Source data:

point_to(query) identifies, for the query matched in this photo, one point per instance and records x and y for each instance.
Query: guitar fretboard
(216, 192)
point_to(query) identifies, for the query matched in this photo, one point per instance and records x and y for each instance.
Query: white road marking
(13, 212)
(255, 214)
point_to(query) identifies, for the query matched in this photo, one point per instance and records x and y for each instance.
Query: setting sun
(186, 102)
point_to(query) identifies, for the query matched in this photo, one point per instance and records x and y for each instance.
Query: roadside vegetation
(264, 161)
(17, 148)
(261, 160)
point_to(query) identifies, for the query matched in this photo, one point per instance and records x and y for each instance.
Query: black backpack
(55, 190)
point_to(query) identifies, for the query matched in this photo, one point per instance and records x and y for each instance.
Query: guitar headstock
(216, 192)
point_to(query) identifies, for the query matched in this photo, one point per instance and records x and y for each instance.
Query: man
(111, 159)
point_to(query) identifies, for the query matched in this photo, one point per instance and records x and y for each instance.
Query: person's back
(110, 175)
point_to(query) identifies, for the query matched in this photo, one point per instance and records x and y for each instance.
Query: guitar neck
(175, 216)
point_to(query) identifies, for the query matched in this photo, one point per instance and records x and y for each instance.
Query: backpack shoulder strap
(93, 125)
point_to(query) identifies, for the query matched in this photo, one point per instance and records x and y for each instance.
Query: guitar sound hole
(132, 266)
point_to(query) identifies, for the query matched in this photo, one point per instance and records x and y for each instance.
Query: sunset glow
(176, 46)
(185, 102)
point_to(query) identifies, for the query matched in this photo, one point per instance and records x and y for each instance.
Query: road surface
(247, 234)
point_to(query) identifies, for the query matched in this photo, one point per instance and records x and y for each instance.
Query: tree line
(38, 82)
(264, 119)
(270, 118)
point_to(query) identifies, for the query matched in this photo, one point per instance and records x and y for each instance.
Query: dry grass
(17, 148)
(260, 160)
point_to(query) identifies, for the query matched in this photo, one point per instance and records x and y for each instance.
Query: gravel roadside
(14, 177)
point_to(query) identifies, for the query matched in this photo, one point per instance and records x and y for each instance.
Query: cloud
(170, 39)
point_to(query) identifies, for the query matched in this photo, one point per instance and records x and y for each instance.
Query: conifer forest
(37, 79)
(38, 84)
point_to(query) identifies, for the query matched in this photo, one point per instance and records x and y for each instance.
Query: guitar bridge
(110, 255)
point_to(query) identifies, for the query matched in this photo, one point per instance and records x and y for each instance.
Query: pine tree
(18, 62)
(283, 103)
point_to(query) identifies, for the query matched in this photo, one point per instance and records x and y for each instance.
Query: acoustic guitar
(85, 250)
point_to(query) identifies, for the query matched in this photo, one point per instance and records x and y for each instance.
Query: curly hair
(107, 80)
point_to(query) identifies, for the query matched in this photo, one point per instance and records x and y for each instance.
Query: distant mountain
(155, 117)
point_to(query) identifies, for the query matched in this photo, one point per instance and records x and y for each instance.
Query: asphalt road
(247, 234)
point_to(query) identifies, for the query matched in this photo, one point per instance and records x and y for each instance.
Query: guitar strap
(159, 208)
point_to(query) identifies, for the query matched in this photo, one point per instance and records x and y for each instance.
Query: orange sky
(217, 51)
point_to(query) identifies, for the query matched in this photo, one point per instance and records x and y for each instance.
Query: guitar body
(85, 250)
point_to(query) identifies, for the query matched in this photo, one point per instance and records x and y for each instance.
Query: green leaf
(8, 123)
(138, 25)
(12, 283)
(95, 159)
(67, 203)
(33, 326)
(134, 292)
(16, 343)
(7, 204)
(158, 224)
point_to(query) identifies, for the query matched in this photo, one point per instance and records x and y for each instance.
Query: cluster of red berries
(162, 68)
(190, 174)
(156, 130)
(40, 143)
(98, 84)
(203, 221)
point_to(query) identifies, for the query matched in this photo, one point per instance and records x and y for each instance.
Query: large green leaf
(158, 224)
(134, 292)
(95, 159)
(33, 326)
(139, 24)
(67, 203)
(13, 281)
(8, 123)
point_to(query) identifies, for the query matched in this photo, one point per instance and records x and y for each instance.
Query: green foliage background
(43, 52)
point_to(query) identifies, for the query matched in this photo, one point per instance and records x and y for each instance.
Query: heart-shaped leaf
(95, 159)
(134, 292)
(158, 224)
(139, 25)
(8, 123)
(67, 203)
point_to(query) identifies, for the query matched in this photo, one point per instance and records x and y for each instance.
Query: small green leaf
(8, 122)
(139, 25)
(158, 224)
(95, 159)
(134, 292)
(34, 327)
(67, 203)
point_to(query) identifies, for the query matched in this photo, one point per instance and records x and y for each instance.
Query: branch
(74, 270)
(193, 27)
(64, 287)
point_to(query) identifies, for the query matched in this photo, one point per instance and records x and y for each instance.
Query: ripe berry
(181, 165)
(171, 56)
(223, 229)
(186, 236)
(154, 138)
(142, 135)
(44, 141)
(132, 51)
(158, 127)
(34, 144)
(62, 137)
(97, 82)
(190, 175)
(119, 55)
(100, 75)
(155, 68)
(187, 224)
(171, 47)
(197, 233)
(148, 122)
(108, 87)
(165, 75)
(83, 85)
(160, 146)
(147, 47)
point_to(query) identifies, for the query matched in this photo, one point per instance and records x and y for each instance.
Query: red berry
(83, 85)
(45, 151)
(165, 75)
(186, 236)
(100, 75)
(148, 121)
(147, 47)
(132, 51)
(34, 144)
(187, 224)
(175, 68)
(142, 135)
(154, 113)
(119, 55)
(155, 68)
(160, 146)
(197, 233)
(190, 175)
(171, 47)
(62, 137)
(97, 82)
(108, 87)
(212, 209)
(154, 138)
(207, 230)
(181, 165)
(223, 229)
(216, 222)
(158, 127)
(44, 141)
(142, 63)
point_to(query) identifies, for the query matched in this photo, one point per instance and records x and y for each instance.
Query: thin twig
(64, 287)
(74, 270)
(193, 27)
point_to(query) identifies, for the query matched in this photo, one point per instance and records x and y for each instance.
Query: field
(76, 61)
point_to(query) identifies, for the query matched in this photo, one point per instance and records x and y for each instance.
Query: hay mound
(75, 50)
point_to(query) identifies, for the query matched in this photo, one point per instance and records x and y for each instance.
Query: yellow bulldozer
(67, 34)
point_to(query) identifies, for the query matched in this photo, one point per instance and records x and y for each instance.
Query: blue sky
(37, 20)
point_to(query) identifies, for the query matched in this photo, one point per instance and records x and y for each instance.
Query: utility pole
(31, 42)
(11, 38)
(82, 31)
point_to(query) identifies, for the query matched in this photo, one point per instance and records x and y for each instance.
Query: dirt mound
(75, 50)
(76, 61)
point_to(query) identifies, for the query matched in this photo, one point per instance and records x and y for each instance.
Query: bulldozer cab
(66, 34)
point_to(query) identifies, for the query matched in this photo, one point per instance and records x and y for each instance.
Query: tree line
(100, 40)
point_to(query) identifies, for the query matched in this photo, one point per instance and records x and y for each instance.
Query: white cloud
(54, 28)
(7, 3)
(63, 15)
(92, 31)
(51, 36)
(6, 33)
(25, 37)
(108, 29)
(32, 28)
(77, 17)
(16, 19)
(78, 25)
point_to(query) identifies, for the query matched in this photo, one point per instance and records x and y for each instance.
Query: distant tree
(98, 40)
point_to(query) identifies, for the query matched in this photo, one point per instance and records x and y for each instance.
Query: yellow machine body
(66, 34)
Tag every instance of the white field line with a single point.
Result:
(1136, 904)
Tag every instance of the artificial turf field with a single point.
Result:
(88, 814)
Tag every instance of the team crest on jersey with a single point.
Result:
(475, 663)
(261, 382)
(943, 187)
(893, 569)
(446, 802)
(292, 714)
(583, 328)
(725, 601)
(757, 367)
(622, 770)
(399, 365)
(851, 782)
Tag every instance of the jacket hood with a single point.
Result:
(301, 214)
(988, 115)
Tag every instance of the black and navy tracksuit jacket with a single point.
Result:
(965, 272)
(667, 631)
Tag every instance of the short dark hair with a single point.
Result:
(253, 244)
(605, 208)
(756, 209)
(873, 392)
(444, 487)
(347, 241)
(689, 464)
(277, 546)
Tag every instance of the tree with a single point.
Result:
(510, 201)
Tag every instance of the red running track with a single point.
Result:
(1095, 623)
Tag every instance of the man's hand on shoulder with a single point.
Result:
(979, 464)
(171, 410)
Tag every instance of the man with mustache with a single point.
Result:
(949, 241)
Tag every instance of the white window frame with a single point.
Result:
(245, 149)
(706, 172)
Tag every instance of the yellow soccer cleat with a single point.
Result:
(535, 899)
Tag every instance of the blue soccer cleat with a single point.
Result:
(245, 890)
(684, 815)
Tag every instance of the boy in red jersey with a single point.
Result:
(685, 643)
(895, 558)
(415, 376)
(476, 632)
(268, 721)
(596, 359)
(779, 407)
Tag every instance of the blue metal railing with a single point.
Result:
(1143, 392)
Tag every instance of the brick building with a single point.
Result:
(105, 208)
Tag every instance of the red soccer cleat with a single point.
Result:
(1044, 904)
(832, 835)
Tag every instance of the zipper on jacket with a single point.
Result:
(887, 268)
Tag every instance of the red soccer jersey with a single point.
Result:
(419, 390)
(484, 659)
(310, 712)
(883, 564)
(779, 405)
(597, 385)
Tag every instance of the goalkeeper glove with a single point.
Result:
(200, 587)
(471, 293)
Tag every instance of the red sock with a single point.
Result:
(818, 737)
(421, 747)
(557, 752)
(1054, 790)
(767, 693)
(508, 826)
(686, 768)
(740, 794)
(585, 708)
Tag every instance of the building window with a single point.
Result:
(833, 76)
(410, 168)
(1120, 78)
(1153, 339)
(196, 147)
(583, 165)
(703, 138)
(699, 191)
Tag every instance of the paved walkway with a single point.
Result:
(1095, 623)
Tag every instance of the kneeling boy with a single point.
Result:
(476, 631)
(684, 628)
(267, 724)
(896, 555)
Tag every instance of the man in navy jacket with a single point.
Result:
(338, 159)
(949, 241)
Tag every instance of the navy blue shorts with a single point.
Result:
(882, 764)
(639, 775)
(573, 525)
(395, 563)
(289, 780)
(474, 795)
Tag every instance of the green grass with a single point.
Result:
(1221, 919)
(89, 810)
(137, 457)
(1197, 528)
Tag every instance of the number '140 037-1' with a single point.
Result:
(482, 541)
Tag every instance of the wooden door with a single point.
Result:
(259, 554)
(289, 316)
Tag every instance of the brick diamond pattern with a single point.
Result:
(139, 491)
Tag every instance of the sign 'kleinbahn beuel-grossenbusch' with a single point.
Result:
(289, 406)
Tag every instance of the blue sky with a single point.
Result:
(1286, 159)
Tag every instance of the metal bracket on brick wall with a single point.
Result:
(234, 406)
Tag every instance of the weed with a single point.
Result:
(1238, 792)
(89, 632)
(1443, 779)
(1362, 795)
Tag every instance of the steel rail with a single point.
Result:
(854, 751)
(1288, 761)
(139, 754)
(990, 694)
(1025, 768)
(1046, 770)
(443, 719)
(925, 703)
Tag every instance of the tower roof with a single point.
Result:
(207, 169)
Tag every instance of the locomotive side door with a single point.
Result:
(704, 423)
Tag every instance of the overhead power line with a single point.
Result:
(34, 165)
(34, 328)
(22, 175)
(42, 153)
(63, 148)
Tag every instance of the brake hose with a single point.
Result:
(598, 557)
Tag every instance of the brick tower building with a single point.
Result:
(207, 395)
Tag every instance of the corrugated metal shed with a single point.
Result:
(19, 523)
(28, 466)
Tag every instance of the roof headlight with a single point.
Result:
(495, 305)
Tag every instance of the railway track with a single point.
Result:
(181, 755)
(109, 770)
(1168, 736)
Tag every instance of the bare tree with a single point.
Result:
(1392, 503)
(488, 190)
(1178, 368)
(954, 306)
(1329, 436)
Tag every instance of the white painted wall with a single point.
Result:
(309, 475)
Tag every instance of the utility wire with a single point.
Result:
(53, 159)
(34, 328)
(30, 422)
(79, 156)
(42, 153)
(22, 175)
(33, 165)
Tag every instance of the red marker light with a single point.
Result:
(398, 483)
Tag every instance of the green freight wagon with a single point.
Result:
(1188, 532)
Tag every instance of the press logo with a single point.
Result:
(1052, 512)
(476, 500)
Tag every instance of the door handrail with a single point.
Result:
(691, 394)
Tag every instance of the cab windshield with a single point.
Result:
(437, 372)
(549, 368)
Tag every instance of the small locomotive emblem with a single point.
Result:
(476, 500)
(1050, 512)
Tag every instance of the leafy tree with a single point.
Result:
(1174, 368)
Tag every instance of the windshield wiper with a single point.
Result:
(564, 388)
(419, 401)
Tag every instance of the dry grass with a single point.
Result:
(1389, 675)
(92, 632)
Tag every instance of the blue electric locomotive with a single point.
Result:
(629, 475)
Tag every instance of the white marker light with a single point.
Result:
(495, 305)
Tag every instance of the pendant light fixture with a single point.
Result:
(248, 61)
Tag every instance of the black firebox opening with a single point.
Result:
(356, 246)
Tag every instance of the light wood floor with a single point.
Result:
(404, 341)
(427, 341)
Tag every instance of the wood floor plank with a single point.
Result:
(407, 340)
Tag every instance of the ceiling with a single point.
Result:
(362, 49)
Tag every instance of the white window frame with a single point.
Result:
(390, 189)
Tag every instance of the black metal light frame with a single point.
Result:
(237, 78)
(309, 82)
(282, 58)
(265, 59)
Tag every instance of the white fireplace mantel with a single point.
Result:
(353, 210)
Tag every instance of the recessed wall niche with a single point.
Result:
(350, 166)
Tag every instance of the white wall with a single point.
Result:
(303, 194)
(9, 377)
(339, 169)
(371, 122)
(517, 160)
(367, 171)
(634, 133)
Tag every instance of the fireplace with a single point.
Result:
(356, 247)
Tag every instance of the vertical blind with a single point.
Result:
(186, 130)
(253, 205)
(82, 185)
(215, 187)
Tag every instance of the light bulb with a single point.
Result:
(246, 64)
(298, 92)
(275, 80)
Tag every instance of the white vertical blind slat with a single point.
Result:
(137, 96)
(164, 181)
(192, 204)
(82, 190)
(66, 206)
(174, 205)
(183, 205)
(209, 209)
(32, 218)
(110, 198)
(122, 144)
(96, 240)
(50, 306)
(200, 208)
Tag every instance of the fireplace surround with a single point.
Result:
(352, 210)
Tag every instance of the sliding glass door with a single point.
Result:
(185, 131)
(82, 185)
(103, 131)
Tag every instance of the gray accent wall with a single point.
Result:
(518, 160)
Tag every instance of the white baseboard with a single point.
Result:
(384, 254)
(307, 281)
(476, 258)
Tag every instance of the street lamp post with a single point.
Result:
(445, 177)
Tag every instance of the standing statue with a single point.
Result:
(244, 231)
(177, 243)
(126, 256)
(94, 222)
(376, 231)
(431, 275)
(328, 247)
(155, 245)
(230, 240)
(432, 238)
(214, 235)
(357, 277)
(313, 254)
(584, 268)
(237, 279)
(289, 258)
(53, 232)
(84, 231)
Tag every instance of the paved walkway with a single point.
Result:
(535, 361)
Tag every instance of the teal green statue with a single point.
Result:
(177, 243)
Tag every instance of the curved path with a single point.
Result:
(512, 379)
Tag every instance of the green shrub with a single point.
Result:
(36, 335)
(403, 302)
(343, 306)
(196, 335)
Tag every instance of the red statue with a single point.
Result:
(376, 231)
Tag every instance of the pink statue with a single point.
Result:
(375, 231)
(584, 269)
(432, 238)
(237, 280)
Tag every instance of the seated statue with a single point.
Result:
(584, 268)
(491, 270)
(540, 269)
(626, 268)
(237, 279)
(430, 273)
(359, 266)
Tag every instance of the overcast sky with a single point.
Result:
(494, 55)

TASK BRIEF:
Which lines above include the word "brick"? Pick them out and copy them.

TASK ANSWER:
Tag every instance of the brick building with a single point.
Tag every instance of the brick diamond pattern with a single point.
Tag every instance of the metal bracket on brick wall with a single point.
Tag every instance of the brick tower building with a single point.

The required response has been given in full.